*Задача*. Сколько строк в записях ниже содержат слово «table»? Посчитайте их и укажите только число.

•••••

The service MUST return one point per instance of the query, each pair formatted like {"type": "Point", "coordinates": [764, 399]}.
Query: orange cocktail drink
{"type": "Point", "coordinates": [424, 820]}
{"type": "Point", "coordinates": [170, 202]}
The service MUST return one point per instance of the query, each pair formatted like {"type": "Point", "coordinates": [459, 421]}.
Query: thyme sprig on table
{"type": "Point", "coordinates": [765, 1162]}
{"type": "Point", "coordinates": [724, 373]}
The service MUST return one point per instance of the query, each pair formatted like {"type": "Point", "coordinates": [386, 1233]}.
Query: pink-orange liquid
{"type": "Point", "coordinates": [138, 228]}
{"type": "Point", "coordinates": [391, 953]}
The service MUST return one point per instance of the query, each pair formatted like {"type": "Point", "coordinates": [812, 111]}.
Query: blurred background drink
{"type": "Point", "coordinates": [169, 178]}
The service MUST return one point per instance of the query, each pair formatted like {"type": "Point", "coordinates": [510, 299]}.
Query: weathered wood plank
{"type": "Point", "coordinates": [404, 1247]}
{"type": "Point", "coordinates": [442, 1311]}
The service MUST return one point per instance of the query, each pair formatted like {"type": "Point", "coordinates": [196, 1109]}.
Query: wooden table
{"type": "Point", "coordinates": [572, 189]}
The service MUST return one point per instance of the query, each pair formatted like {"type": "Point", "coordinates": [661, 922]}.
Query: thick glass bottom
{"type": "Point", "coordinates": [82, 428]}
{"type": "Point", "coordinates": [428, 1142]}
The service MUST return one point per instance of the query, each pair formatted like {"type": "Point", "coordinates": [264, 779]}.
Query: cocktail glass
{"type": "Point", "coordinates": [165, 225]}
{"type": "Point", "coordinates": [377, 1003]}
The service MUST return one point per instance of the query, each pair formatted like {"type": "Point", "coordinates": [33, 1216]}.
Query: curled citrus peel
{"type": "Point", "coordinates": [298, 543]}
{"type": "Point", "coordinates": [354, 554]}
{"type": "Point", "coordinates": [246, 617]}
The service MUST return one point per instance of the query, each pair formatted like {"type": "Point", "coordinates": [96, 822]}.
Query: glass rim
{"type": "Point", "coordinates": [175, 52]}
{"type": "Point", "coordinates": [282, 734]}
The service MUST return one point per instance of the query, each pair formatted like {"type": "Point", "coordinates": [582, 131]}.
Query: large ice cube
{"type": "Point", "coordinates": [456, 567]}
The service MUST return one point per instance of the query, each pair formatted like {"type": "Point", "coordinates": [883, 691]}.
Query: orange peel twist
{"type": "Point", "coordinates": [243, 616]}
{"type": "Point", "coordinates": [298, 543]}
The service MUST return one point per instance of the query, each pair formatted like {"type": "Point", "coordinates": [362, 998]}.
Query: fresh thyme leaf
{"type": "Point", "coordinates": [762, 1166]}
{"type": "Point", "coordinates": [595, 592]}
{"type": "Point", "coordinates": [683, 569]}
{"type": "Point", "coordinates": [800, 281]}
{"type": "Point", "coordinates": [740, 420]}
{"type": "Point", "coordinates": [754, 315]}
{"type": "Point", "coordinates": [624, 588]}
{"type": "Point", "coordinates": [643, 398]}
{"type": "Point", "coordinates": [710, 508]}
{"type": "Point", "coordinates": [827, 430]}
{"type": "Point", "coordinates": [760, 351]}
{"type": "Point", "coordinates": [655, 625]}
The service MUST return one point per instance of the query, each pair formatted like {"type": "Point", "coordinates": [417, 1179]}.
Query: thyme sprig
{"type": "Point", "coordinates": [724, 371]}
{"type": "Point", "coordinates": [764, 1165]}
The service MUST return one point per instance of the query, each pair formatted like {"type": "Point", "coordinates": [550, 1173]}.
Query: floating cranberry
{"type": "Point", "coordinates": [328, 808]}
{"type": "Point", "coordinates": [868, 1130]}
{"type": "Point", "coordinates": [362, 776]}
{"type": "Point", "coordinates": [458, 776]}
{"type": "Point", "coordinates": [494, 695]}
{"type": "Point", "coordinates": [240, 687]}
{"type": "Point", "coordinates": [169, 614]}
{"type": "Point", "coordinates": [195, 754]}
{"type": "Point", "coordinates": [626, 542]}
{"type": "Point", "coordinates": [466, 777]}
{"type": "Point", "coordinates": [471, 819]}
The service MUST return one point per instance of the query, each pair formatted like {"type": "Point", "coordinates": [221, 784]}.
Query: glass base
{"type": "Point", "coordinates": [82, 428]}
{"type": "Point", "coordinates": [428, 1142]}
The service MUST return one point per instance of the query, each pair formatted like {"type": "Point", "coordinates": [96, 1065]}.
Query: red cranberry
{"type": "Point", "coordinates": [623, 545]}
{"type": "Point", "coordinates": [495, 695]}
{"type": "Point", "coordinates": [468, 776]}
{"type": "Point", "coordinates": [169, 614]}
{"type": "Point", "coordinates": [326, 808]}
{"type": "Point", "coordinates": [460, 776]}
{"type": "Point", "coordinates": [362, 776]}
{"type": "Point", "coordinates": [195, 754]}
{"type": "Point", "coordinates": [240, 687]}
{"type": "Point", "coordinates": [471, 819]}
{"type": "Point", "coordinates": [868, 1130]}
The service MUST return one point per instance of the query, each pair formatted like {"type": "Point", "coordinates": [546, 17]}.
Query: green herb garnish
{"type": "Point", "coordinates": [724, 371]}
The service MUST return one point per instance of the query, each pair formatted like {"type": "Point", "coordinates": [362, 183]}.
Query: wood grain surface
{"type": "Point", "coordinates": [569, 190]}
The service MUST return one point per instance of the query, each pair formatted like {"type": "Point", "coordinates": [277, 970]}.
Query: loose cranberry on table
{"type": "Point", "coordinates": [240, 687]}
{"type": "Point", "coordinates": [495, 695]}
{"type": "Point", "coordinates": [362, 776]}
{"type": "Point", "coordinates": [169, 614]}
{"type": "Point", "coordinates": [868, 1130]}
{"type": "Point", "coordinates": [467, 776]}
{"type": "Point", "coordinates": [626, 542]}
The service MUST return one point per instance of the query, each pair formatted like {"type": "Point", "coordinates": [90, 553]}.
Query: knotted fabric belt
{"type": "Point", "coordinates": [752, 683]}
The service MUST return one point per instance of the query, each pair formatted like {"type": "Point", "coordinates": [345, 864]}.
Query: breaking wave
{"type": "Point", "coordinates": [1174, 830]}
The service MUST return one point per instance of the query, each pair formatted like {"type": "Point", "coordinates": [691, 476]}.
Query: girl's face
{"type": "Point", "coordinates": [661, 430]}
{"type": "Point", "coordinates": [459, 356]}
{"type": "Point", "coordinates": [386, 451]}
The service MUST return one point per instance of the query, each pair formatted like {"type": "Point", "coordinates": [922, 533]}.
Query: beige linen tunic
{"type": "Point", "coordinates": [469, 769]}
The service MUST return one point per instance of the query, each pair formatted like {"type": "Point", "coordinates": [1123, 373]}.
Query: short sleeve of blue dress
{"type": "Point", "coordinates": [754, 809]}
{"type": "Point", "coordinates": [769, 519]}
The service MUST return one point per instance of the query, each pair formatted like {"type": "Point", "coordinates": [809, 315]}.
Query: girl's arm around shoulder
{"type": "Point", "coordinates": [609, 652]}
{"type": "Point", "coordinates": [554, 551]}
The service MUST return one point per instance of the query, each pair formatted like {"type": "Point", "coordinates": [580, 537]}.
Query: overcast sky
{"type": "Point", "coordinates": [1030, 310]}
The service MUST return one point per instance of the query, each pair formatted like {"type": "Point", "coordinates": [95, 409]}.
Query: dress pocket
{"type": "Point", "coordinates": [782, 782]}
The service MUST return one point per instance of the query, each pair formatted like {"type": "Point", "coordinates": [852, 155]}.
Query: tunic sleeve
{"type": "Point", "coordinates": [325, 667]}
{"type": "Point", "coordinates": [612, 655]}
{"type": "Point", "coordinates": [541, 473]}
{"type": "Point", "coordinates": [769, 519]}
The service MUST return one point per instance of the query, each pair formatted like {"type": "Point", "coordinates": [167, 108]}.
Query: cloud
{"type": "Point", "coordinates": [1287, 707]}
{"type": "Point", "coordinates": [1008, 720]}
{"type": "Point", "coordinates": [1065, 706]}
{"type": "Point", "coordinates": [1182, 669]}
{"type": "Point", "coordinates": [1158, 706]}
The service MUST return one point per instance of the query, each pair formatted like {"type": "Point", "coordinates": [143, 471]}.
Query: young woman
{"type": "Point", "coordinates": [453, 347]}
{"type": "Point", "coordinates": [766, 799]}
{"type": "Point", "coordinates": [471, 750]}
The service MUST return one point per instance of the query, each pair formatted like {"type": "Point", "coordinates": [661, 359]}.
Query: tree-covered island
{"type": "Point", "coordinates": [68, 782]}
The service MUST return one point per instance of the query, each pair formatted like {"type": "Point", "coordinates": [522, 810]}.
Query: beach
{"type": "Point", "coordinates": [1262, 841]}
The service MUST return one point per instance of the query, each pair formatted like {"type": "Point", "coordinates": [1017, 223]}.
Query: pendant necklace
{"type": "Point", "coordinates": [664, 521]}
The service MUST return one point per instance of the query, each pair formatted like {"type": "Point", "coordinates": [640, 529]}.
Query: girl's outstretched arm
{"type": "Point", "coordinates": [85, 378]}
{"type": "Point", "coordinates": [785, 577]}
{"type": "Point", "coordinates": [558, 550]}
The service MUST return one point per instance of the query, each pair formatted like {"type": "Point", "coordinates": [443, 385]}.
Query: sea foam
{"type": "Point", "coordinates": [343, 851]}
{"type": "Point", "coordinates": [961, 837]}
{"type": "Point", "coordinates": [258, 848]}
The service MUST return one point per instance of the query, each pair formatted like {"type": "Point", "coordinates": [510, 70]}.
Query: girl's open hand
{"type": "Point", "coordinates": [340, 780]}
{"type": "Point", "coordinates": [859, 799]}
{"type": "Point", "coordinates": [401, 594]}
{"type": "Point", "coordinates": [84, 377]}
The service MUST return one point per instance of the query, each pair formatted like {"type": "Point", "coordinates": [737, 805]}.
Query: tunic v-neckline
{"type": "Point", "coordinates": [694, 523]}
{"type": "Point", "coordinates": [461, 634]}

•••••

*Ответ*. 3